Document extract:
# # # # #

Paragraph 60 of New Directions in Speed Management says that time savings are an important economic element in assessing the case for investment in roads and public transport. As an economist I would agree that such techniques may have value in comparing two or more alternative schemes, but to impute a monetary value to someone saving a minute or so on a journey home, while not making adequate allowance for safety, has very little intellectual respectability.

My other example concerns the new proposals allowing some small part of the income from fixed penalties generated by speed cameras to be spent on the costs of enforcement. This trial in six areas starts in April and is planned to last for two years. We are very grateful for this long overdue initiative. People are crying out for proper enforcement of speed limits, even if they do not always observe them when they are driving. Yet at the meeting held between the police and local authorities in the Thames Valley area to discuss the implementation of the scheme—and I quote from the unofficial notes taken at the meeting: The DETR also worried about the Thames Valley Police plan to prosecute 250,000 drivers in the second year so this has been reduced to 180.000". I ask the Minister to repudiate that approach. As is well known, the cameras are already set with a threshold above the limit. Is it not right that those people who exceed the speed limit should have some action taken against them? We do not have a quota for prosecuting drunk drivers, so I do not understand why there should be one for those who speed.

While extra money will go to the police, magistrates' courts and local authorities to deal with the increased workload arising from the trial scheme, can the Minister say whether any extra funding will be allowed to the Crown Prosecution Service? This will be necessary to make the scheme successful; otherwise, the most serious cases—those which have to be taken to court—will not be pursued.

# # # # #

Dataset excerpts:

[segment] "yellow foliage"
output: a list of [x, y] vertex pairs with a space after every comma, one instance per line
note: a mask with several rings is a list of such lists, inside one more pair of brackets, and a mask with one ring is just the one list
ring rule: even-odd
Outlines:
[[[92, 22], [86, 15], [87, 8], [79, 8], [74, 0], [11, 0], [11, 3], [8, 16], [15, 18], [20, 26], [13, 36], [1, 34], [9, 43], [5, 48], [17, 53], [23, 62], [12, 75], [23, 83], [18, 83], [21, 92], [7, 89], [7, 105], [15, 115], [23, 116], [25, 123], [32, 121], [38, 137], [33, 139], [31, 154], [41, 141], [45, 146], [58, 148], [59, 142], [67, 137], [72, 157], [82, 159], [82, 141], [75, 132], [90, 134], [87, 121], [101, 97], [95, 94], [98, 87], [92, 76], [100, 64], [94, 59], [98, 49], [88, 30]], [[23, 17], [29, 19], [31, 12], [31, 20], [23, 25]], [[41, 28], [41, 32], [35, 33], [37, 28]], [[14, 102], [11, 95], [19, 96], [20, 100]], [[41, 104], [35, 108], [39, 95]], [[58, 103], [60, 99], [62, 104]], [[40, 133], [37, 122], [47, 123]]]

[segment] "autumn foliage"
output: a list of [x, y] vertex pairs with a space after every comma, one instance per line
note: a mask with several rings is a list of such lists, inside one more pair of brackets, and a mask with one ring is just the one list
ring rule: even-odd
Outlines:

# # # # #

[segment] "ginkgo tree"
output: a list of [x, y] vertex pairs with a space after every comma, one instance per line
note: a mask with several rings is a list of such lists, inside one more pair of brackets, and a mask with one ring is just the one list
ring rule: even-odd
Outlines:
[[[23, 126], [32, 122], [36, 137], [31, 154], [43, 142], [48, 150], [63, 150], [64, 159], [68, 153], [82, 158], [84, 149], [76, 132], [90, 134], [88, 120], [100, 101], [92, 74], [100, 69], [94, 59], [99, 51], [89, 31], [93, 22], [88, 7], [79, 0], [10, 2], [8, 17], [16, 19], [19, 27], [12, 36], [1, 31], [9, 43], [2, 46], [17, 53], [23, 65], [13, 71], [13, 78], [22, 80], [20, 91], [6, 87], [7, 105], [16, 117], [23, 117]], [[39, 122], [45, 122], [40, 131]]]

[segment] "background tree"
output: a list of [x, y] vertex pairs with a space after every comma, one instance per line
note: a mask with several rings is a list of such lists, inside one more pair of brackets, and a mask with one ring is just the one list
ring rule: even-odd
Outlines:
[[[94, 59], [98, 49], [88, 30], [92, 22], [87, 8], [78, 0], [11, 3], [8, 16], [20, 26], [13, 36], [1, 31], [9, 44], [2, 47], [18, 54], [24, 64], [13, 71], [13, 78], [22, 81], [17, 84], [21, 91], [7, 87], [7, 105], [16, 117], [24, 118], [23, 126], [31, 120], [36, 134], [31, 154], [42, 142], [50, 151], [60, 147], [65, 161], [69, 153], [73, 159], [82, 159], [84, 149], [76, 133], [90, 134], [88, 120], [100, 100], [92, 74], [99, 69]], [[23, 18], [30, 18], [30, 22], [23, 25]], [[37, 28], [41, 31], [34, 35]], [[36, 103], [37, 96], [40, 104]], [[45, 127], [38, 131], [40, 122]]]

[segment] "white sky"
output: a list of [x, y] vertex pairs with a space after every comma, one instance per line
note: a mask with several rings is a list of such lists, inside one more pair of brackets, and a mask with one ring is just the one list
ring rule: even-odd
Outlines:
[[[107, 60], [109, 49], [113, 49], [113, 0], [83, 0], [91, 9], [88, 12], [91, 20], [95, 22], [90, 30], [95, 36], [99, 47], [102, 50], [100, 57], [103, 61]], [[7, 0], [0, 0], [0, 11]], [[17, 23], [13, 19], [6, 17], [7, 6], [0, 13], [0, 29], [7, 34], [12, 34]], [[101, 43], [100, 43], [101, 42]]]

# # # # #

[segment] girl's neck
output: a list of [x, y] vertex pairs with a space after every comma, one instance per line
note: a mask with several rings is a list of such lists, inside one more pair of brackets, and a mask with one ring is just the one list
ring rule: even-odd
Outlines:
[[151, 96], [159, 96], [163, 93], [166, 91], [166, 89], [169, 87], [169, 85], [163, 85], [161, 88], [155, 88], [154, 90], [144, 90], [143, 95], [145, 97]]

# # # # #

Exercise set:
(1) Translate this sentence from the speed management excerpt into Spanish: "This trial in six areas starts in April and is planned to last for two years."
(2) Report every line of the entries that contains the word "foliage", matching case exactly.

Solutions to the exercise:
(1) Este ensayo en seis zonas comienza en abril y está previsto que dure dos años.

(2)
[segment] "yellow foliage"
[segment] "autumn foliage"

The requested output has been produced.